The task — Show each line in the records that contains the word "every".

:::::

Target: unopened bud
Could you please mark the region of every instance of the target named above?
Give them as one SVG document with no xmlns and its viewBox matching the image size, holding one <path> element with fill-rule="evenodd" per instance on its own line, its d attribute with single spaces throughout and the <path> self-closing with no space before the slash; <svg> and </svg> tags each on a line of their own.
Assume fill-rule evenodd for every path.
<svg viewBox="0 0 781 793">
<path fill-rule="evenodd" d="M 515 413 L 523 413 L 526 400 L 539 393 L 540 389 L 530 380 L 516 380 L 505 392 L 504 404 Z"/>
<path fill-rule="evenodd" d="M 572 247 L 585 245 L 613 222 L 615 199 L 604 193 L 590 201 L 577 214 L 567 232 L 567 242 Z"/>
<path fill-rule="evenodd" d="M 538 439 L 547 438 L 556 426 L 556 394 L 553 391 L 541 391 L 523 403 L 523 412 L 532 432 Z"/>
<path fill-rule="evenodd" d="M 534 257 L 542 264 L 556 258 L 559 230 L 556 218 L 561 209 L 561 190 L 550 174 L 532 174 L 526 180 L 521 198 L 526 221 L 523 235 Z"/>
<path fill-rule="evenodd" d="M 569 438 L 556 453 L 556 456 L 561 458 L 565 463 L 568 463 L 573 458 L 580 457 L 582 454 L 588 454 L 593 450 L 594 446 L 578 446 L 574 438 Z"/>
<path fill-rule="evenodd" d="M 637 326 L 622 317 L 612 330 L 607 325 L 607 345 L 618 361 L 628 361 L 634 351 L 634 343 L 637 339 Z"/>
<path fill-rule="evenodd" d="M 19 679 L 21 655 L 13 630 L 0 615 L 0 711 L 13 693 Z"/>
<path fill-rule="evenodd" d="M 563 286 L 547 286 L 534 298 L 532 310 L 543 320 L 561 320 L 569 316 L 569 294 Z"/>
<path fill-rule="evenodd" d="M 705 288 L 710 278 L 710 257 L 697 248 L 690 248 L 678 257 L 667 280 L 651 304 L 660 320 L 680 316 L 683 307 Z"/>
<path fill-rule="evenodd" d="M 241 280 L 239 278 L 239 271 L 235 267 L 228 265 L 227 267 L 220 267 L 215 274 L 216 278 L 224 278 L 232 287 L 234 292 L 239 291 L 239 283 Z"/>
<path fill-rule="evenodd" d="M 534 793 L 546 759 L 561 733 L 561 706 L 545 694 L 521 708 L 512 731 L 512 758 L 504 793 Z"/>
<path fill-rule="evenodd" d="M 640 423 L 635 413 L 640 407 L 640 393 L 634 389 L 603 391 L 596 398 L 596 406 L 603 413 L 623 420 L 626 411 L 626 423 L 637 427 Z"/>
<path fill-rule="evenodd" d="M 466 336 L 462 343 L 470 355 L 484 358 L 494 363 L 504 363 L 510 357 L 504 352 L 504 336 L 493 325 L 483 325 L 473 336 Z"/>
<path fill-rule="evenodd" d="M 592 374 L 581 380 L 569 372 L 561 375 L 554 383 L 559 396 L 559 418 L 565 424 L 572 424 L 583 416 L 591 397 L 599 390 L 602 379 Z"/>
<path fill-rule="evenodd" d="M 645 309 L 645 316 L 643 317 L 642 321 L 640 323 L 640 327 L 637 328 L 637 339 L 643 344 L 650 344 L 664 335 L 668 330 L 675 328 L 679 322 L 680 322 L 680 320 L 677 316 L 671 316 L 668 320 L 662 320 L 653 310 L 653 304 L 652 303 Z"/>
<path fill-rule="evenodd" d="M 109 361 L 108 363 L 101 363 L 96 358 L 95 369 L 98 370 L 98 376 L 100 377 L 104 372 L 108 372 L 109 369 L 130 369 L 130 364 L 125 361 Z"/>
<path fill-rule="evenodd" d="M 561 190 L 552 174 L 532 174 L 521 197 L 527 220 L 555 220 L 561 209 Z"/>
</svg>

:::::

Correct output —
Could you please mark the region of every instance of the target named above?
Assume fill-rule evenodd for every path.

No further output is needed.